By RiShawn Biddle | There’s nothing more infuriating to public sector unions than when state and local governments attempt to scotch decades of deals made with the unions in order to shore up virtually-insolvent pensions.
So it wasn’t surprising when Illinois affiliates of several unions, including the American Federation of State County and Municipal Employees, the National Education Association, the Service Employees International Union and the American Federation of Teachers, came together in January to sue the state for daring to address its pension woes by passing a modest reform plan.
As far as the unions were concerned, it was an outrage that the Land of Lincoln was addressing its $95 billion in underfunding – the nation’s second-largest tally of pension liabilities after California – by reneging on its “promises.”
The state would be requiring government employees to retire at age 60 instead of 55, still five years earlier than the average retirement age for private-sector workers. Workers could also no longer use their sick and vacation days to boost their already-generous annuity payouts.
Proclaimed Michael Carrigan, the president of the AFL-CIO’s Illinois affiliate: “[Government workers] will not stand by while politicians try to take away their life savings”.
All the puffery would be convincing except for one inconvenient fact. The unions themselves are as much to blame as the politicians for the mess the state pensions, and their rank-and-file members and pensioners, are in.
The AFSCME affiliate controls six of the state employee pension’s 13 board seats. This includes three current and former local presidents, along with the head of its unit for retired rank-and-file workers. Add in the presence of Danny Silverthorn, an appointee of Gov. Pat Quinn who formerly ran another union, the West Central Building and Construction Trades Council, and public-sector unions have ensured their sway over the pension’s affairs.
Meanwhile the NEA affiliate, the Illinois Education Association, along with an affiliate of the American Federation of Teachers, hold full sway over the Teacher Retirement System’s (TRS) operations. Cindy Klickna, the president of the NEA affiliates, holds a seat, as does Marcia Boone Campbell, the secretary-treasurer of the AFT chapter.
Thanks to the fiscal fecklessness that AFSCME, NEA, and other public-sector unions, Illinois has managed to make its own pensions even more virtually-insolvent than those of other states. The TRS alone is officially underfunded to the tune of at least $56 billion, and more-likely to be $76 billion in the hole, or 36 percent more than reported, according to an analysis by Dropout Nation using a formula developed by Moody’s Investors Service.
As for the state’s pension for other civil servants? It is officially $23 billion in the red – and more likely, $30 billion, or 30 percent higher than reported.

§ §

▶ [Short task A]
Rewrite the listing from the line containing "Can you find the raised" through the end of the listing, switching "white button" to "black button" and leaving all else unchanged.

§ §

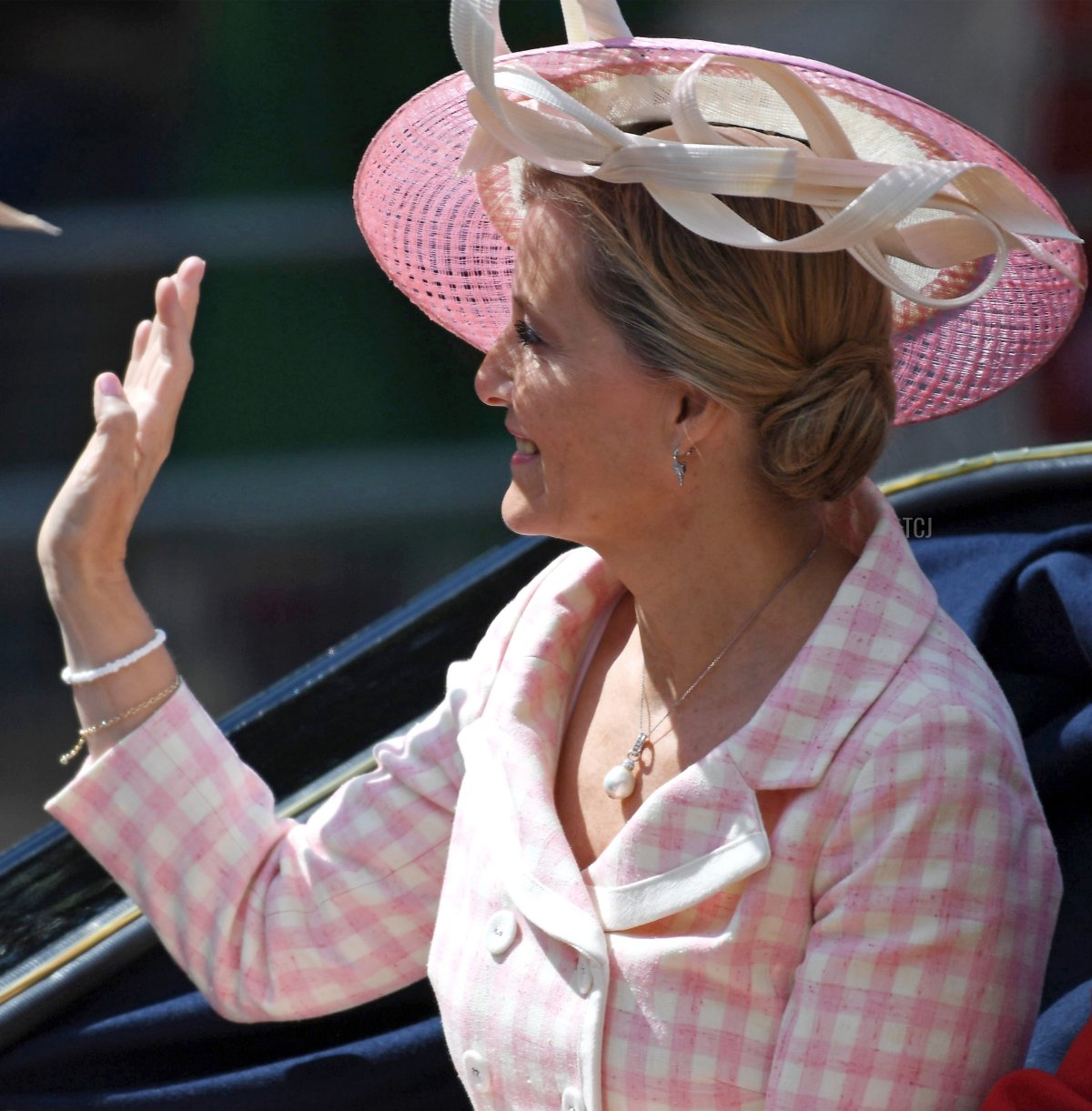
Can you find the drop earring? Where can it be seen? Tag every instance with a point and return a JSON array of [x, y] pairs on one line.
[[678, 466]]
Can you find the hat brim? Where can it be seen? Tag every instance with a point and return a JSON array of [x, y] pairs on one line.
[[430, 232]]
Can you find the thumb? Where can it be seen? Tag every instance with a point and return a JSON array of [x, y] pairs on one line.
[[115, 418], [109, 397]]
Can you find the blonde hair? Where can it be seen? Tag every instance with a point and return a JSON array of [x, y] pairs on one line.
[[801, 341]]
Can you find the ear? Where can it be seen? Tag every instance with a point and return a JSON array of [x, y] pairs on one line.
[[701, 419]]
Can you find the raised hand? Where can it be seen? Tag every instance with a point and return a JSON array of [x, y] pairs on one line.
[[86, 531]]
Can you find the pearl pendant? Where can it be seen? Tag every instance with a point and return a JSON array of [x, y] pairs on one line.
[[619, 783]]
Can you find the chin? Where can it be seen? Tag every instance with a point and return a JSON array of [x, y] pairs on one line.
[[521, 518]]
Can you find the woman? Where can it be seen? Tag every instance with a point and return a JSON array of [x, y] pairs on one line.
[[723, 811]]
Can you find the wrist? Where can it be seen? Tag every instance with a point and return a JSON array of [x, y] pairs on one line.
[[66, 578]]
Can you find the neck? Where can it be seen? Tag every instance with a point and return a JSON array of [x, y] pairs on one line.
[[694, 592]]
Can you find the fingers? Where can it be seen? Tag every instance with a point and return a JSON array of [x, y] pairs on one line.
[[115, 420], [187, 283], [140, 338]]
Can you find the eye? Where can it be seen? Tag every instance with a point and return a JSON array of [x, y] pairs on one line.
[[526, 333]]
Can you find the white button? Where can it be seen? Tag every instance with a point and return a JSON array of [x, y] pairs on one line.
[[571, 1100], [500, 933], [476, 1069], [584, 979]]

§ §

▶ [Short task B]
According to the article on Illinois pensions, how many of the state employee pension's 13 board seats does the AFSCME affiliate control?

▶ [Full solution A]
Can you find the raised hand? Where can it be seen? Tag every instance with a point and return a JSON array of [x, y] pairs on one line.
[[86, 531]]
Can you find the pearl pendant? Where can it be seen? Tag every instance with a point and return a JSON array of [x, y] pairs on one line.
[[619, 783]]
Can you find the chin? Where can it be seen? Tag every instance with a point and return a JSON array of [x, y] pairs on one line.
[[521, 518]]
Can you find the woman? Where can it be seen? Tag every instance with a point and return a JSON array of [x, y] pairs on one line.
[[723, 811]]
Can you find the wrist? Where can it be seen? Tag every instance with a point and return a JSON array of [x, y] pairs on one line.
[[66, 578]]
Can you find the neck? Where can it be seen? Tag every instance with a point and return a JSON array of [x, y] pairs on one line.
[[694, 592]]
Can you find the fingers? Where can it be seen? Tag every instance with a point and return a JSON array of [x, y] pairs on one line.
[[115, 420], [187, 283], [140, 338]]
Can you find the eye? Where can it be seen? Tag every instance with a point and return a JSON array of [x, y] pairs on one line.
[[526, 333]]
Can you find the black button? Where can it be seen? Tag every instance with a point and return a JSON array of [x, y] pairs on one line.
[[571, 1100], [500, 933], [476, 1069], [584, 979]]

▶ [Full solution B]
Six.